-- start Information supplied --

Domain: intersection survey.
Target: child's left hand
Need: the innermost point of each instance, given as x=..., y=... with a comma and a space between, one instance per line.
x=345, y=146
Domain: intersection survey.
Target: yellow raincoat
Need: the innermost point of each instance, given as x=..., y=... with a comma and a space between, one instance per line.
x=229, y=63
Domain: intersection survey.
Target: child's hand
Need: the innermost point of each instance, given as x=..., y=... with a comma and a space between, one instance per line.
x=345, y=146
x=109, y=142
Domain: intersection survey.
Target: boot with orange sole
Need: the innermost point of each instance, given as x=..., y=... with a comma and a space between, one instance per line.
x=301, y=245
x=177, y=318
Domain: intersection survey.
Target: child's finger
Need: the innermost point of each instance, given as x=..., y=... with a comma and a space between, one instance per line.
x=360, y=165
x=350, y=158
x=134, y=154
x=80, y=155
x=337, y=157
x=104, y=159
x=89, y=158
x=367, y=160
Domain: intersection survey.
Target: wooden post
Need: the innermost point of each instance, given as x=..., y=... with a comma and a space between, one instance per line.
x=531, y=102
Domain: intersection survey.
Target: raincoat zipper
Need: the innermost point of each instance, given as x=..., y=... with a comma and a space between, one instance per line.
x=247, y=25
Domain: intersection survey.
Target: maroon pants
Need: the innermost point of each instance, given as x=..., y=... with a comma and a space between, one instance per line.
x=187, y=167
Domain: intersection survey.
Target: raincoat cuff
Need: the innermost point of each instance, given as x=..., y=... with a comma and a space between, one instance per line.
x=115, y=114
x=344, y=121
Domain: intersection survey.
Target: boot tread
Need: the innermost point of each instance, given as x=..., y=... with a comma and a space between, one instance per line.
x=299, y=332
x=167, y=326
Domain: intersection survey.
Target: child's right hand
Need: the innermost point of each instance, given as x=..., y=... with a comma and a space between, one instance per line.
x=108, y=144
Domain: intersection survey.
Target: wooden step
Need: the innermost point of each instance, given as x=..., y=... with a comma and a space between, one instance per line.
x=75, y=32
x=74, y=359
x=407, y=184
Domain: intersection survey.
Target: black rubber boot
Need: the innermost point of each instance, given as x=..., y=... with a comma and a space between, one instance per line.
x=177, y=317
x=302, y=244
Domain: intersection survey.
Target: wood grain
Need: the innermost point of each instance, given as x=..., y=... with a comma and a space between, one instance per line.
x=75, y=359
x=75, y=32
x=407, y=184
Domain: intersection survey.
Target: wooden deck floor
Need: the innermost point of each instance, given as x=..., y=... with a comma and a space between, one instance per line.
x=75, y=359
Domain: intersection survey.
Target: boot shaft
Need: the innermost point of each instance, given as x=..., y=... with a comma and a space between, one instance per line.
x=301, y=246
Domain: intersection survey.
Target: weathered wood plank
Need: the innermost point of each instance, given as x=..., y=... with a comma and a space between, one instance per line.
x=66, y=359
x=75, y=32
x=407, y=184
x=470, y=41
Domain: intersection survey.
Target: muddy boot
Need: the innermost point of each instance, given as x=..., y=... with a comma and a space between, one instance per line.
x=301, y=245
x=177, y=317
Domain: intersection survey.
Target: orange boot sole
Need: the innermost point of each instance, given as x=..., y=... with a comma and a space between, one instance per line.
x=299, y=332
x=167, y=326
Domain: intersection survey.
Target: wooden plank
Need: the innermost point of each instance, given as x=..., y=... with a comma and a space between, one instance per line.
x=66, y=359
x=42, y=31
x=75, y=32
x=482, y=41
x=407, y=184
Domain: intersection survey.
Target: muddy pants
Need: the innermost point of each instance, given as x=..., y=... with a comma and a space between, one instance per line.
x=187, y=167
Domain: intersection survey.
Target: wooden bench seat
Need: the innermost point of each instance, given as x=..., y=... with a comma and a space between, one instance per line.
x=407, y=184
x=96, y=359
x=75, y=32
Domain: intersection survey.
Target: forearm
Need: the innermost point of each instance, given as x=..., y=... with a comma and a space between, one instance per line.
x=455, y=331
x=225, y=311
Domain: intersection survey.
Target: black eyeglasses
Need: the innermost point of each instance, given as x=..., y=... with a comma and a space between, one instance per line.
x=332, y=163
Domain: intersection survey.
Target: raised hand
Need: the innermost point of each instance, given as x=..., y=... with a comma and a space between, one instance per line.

-- end Information supplied --

Give back all the data exactly as written.

Domain: intersection survey.
Target: child's left hand
Need: the innermost point of each instance, given as x=..., y=... with a comma and a space between, one instance per line.
x=345, y=146
Domain: intersection survey.
Target: yellow raincoat
Need: the innermost point of each instance, given as x=..., y=... with a comma and a space between, one instance per line.
x=229, y=63
Domain: intersection survey.
Target: child's hand
Need: the innermost point of each instance, given as x=..., y=... with a comma and a space between, one instance per line.
x=345, y=146
x=109, y=142
Domain: intersection survey.
Target: boot with orange sole
Need: the innermost point of each instance, given as x=..., y=... with a comma and a space between, one instance per line.
x=301, y=245
x=177, y=318
Domain: intersection survey.
Target: child's finger
Need: the innermost point of each instance, given as x=..., y=... with a comma and a space between, one instance per line.
x=360, y=165
x=350, y=158
x=134, y=154
x=80, y=155
x=337, y=157
x=104, y=159
x=89, y=158
x=367, y=160
Domain: intersection survey.
Target: wooden post
Need: the innermost point of each instance, given as x=..., y=... with a comma and a space between, one instance per line.
x=531, y=102
Domain: intersection survey.
Target: raincoat zipper
Need: the innermost point of each instance, given as x=..., y=... with a comma and a space between, one instance per line.
x=247, y=25
Domain: intersection survey.
Target: maroon pants
Need: the innermost point of each instance, given as x=..., y=... with a comma and a space between, one instance per line.
x=187, y=167
Domain: intersection survey.
Target: raincoat cuff
Need: the innermost point of each instance, given as x=..., y=... with a comma and a space between, one instance per line.
x=115, y=114
x=344, y=121
Domain: intersection survey.
Target: boot tread
Need: the innermost point of each instance, given as x=..., y=... with a comma and a space between, one instance per line.
x=299, y=332
x=167, y=326
Domain: intersection survey.
Target: child's right hand
Need: the innermost point of each instance, given as x=..., y=... with a comma and a space between, one instance per line.
x=108, y=144
Domain: intersection survey.
Target: wooden step
Need: the innermost point of each instance, given as x=..., y=... with a comma and a space between, one instance per line.
x=75, y=32
x=74, y=359
x=407, y=184
Domain: intersection survey.
Target: black rubber boot
Need: the innermost point of each instance, given as x=..., y=... with a comma and a space between, one instance per line.
x=177, y=317
x=302, y=244
Domain: intersection survey.
Target: wood grain
Need: the innermost point of each instance, given as x=..., y=... with a comma and a space between, one instance per line.
x=75, y=359
x=75, y=32
x=407, y=184
Domain: intersection survey.
Target: wooden deck floor
Need: the innermost point of each instance, given as x=..., y=... with a comma and a space between, one instance per line.
x=75, y=359
Domain: intersection survey.
Target: boot shaft
Need: the innermost point of each instance, given as x=..., y=... with a comma and a space between, one instance per line.
x=301, y=246
Domain: intersection survey.
Target: weathered wood plank
Need: the innermost point of each instance, given as x=..., y=... with a comma and a space between, one instance per line.
x=66, y=359
x=75, y=32
x=407, y=184
x=470, y=41
Domain: intersection survey.
Target: muddy boot
Need: the innermost point of each instance, given as x=..., y=... with a comma and a space between, one instance per line.
x=301, y=245
x=177, y=317
Domain: intersection survey.
Target: orange boot sole
Need: the innermost point of each instance, given as x=..., y=... with a comma and a space between, one instance per line.
x=299, y=332
x=167, y=326
Domain: intersection survey.
Target: wooden plank
Need: the innermost point of each instance, given as x=..., y=... with a comma and a space between, one instance per line.
x=66, y=359
x=42, y=31
x=75, y=32
x=482, y=41
x=407, y=184
Domain: intersection survey.
Target: muddy pants
Need: the innermost point of each instance, given as x=..., y=... with a comma and a space between, one instance per line.
x=187, y=167
Domain: intersection survey.
Target: wooden bench seat
Need: the innermost point of each instance, given as x=..., y=... with a comma and a space between, one instance per line.
x=407, y=184
x=96, y=359
x=75, y=32
Domain: intersection survey.
Target: forearm
Need: the innermost point of each instance, given as x=..., y=... with a comma and a space between, one instance per line.
x=455, y=331
x=225, y=311
Domain: intersection survey.
Target: black eyeglasses
Need: the innermost point of each instance, given as x=..., y=... with a comma and a space between, one instance per line.
x=332, y=163
Domain: intersection survey.
Target: raised hand
Need: the innermost point of each instance, given as x=..., y=... with a comma and a space between, one instance per line.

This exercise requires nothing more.